- [To be done] Look below for the line that contains "pole. Keep to one point per instance.", then copy it and each following line to the end of the records, minus any pictures.

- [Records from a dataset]
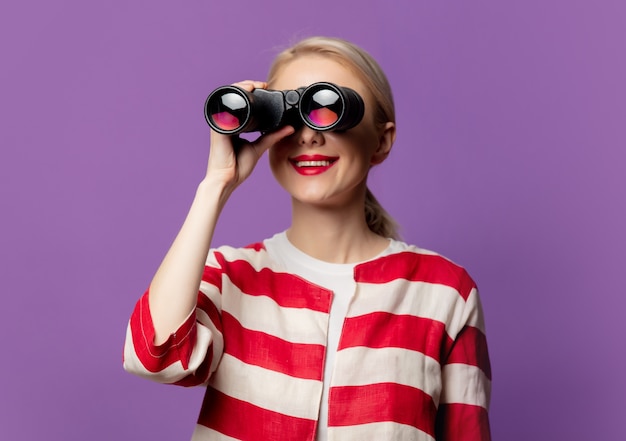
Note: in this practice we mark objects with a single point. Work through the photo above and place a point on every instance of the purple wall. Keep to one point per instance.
(510, 160)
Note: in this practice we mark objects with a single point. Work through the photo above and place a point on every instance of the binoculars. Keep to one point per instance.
(321, 106)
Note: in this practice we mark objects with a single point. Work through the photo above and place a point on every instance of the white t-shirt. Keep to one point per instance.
(337, 277)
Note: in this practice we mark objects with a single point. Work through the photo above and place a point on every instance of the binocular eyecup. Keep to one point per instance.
(321, 106)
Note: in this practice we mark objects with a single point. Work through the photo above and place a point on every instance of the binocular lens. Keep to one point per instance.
(321, 106)
(228, 111)
(323, 109)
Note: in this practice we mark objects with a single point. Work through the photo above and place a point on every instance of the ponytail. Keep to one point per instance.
(377, 218)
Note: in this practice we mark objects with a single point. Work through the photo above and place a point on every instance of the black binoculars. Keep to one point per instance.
(321, 106)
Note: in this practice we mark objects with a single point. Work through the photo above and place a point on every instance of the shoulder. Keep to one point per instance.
(410, 262)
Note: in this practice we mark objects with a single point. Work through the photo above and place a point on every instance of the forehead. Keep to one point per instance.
(308, 69)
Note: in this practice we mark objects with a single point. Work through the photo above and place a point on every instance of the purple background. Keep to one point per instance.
(509, 160)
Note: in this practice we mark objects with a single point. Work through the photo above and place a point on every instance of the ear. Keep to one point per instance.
(385, 142)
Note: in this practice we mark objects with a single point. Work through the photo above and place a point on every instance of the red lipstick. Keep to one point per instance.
(309, 165)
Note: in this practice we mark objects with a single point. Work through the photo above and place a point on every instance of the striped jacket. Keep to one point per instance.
(412, 360)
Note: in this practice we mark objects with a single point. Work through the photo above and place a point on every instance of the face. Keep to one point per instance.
(327, 168)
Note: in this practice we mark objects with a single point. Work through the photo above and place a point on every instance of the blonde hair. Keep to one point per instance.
(364, 66)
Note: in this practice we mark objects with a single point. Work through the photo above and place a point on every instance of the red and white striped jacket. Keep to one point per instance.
(412, 361)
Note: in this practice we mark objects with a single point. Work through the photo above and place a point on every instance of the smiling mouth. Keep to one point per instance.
(312, 165)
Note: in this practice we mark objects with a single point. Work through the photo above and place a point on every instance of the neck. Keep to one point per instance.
(337, 234)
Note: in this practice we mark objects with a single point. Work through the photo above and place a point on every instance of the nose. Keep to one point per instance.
(307, 136)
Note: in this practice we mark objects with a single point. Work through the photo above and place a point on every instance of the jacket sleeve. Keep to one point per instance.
(462, 414)
(191, 354)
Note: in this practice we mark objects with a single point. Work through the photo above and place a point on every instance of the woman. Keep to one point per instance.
(333, 329)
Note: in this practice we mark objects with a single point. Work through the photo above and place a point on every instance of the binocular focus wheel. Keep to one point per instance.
(321, 106)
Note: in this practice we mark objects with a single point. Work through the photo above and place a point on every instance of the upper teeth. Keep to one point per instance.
(313, 163)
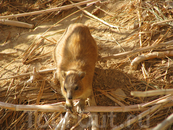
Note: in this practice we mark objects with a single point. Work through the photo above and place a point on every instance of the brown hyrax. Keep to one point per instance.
(75, 56)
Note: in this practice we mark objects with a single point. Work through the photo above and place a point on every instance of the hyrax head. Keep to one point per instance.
(72, 86)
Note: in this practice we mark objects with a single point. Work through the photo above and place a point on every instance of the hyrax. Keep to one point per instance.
(75, 56)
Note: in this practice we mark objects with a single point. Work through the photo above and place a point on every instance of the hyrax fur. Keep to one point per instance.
(75, 56)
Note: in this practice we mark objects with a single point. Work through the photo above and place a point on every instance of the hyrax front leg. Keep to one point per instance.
(80, 105)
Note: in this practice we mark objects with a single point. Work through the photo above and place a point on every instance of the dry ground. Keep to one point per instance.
(109, 74)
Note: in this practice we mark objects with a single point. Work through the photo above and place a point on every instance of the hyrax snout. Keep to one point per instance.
(75, 56)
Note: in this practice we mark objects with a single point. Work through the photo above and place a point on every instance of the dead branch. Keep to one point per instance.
(30, 73)
(60, 107)
(137, 50)
(156, 101)
(164, 124)
(152, 92)
(47, 10)
(16, 23)
(162, 22)
(93, 16)
(149, 56)
(136, 118)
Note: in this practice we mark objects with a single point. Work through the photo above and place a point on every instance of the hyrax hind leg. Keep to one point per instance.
(91, 102)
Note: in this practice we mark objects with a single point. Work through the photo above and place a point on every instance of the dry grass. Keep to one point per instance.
(150, 24)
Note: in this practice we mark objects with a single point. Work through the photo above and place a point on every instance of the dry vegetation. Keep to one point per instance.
(133, 77)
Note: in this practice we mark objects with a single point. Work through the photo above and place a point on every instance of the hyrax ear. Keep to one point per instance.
(63, 73)
(82, 74)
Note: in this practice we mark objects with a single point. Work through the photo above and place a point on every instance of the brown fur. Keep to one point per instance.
(75, 56)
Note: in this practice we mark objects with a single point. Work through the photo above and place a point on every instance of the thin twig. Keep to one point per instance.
(152, 92)
(136, 118)
(16, 23)
(164, 124)
(47, 10)
(93, 16)
(149, 56)
(27, 74)
(137, 50)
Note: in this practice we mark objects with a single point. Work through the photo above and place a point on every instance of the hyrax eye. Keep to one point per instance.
(65, 89)
(76, 88)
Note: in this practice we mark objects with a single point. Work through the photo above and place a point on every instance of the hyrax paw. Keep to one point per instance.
(80, 106)
(69, 107)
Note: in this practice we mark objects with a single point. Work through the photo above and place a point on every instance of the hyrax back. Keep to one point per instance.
(75, 56)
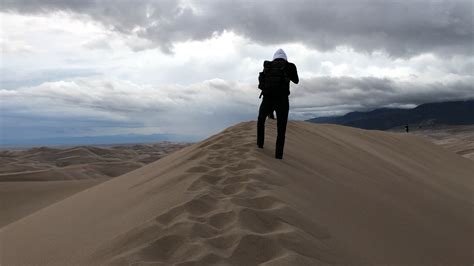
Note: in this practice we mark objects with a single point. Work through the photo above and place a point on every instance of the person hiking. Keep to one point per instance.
(274, 81)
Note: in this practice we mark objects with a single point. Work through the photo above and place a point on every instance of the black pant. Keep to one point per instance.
(281, 106)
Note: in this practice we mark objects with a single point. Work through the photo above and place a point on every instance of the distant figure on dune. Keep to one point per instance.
(274, 81)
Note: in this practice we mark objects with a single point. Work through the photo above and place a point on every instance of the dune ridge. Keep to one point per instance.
(340, 196)
(32, 179)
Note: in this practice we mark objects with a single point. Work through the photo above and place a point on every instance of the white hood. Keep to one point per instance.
(279, 54)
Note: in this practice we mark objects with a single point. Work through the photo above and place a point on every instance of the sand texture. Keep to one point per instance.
(458, 139)
(32, 179)
(340, 196)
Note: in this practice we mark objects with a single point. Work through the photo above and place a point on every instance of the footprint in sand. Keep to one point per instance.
(258, 203)
(222, 220)
(197, 206)
(198, 169)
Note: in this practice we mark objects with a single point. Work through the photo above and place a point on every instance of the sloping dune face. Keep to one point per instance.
(341, 195)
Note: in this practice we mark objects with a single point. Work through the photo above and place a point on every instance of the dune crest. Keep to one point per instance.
(341, 195)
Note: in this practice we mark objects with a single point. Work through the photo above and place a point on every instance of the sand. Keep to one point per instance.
(31, 179)
(340, 196)
(458, 139)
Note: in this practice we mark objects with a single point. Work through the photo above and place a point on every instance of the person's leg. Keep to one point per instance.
(265, 108)
(282, 109)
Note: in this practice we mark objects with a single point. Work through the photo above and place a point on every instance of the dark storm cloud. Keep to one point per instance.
(400, 28)
(338, 95)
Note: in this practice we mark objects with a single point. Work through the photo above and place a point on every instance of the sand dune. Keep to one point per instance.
(458, 139)
(340, 196)
(35, 178)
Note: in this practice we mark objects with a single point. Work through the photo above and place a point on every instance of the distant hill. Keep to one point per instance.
(95, 140)
(444, 113)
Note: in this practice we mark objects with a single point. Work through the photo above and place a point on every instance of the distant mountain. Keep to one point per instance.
(444, 113)
(94, 140)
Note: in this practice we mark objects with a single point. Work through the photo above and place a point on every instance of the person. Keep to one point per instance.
(276, 77)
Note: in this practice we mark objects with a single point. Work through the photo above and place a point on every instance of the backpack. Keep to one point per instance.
(273, 81)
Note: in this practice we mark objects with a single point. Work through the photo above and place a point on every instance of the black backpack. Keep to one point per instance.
(273, 81)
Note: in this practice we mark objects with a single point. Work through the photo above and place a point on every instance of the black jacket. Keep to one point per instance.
(290, 71)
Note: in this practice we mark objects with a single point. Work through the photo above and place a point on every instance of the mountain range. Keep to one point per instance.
(429, 114)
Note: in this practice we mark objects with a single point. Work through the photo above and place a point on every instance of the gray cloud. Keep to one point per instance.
(400, 28)
(324, 96)
(97, 105)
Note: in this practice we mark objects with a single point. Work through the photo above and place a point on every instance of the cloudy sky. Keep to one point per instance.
(107, 67)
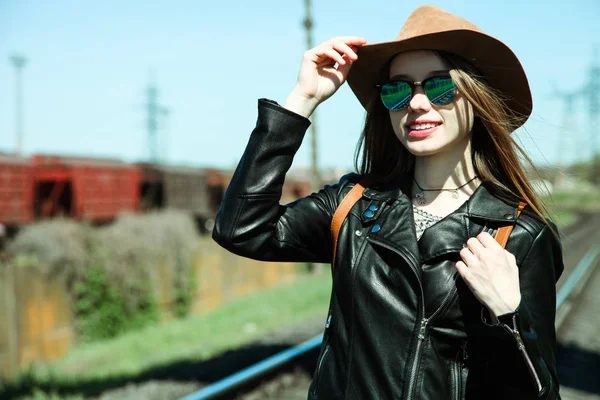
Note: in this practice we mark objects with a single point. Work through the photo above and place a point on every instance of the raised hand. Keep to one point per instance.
(491, 273)
(319, 77)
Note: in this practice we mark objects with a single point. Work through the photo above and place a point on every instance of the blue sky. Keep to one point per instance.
(90, 62)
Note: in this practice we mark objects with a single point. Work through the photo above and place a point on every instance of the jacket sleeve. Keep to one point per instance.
(250, 221)
(524, 341)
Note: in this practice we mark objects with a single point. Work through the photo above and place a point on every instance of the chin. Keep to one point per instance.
(424, 148)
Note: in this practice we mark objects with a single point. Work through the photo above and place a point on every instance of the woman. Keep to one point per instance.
(425, 303)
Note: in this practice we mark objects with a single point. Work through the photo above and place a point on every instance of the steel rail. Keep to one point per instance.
(578, 272)
(239, 378)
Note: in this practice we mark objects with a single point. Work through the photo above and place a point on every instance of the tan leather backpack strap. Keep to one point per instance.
(504, 232)
(341, 213)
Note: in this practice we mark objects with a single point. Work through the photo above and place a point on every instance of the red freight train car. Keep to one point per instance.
(84, 188)
(16, 190)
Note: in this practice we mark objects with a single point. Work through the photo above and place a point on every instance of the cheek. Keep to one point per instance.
(398, 118)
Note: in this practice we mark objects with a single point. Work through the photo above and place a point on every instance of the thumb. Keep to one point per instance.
(343, 70)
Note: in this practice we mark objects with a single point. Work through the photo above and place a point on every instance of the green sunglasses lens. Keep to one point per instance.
(440, 90)
(396, 95)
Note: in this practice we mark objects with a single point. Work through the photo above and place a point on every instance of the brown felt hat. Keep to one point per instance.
(431, 28)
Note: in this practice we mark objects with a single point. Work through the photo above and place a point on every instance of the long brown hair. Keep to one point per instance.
(496, 156)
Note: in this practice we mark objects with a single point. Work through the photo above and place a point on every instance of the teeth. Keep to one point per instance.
(422, 126)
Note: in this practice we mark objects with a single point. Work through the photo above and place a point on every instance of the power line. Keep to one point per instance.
(19, 62)
(315, 176)
(154, 112)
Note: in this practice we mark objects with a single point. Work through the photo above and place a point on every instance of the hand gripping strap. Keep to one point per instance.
(341, 213)
(356, 193)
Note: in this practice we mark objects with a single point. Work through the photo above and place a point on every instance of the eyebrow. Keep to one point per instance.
(408, 77)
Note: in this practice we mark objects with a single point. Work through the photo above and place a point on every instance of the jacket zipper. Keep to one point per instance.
(421, 338)
(515, 333)
(322, 358)
(456, 380)
(424, 321)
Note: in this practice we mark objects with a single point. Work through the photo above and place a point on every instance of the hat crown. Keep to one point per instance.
(432, 19)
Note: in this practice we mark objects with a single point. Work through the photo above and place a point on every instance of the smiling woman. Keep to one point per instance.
(425, 303)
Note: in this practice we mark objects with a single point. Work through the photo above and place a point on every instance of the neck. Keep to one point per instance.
(447, 169)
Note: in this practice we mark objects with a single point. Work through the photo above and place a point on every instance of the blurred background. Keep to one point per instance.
(121, 124)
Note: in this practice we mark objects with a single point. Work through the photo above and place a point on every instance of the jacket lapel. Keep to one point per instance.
(486, 209)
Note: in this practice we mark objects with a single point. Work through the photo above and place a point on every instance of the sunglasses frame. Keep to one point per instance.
(412, 86)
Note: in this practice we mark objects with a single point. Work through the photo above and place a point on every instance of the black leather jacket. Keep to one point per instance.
(402, 323)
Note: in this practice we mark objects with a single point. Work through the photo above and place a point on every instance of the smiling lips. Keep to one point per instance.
(421, 129)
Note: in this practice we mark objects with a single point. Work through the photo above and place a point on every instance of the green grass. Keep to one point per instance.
(195, 338)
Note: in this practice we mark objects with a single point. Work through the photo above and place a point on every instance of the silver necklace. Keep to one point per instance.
(420, 196)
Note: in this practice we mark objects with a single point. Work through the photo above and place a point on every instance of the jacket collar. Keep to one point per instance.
(487, 208)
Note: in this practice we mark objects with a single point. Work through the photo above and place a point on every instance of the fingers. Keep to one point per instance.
(337, 50)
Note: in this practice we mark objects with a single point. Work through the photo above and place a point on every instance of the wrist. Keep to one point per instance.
(300, 104)
(504, 308)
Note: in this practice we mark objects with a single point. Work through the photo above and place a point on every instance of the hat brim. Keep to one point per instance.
(493, 59)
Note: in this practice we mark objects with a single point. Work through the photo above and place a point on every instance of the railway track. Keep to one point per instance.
(577, 324)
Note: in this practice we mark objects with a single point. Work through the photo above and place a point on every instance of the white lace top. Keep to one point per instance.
(423, 220)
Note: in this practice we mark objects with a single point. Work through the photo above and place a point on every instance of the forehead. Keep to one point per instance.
(416, 64)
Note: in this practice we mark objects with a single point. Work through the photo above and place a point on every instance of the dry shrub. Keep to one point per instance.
(135, 244)
(111, 270)
(56, 247)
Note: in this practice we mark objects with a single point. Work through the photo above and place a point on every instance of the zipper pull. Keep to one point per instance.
(464, 349)
(423, 329)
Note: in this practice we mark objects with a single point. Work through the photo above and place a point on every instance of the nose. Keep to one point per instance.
(419, 101)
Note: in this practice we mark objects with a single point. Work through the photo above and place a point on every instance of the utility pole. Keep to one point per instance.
(568, 120)
(154, 112)
(594, 98)
(19, 62)
(315, 176)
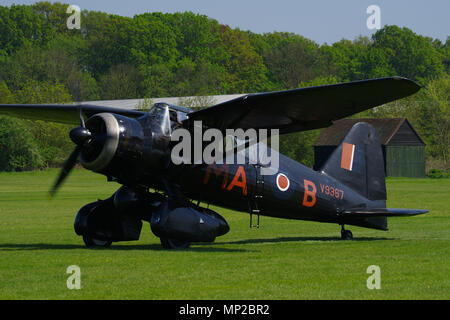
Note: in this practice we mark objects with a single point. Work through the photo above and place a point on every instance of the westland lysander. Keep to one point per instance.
(134, 148)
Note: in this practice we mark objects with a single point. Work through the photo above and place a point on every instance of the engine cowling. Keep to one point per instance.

- [Full output]
Note: in this practice we mark objects with a single point. Work through the photo above and place a point on every instance of the utility pole. Keep to one point per instance.
(568, 120)
(154, 112)
(594, 98)
(19, 62)
(315, 176)
Note: in this practice we mark objects with a single point. Work through the photo above and place a point on every instance of the westland lysander. Keep to one point per instance.
(134, 148)
Note: in this practice we mark objects with a single point. Work through the photo above and place a point on every instance of the engine cowling. Keep to one point per instance.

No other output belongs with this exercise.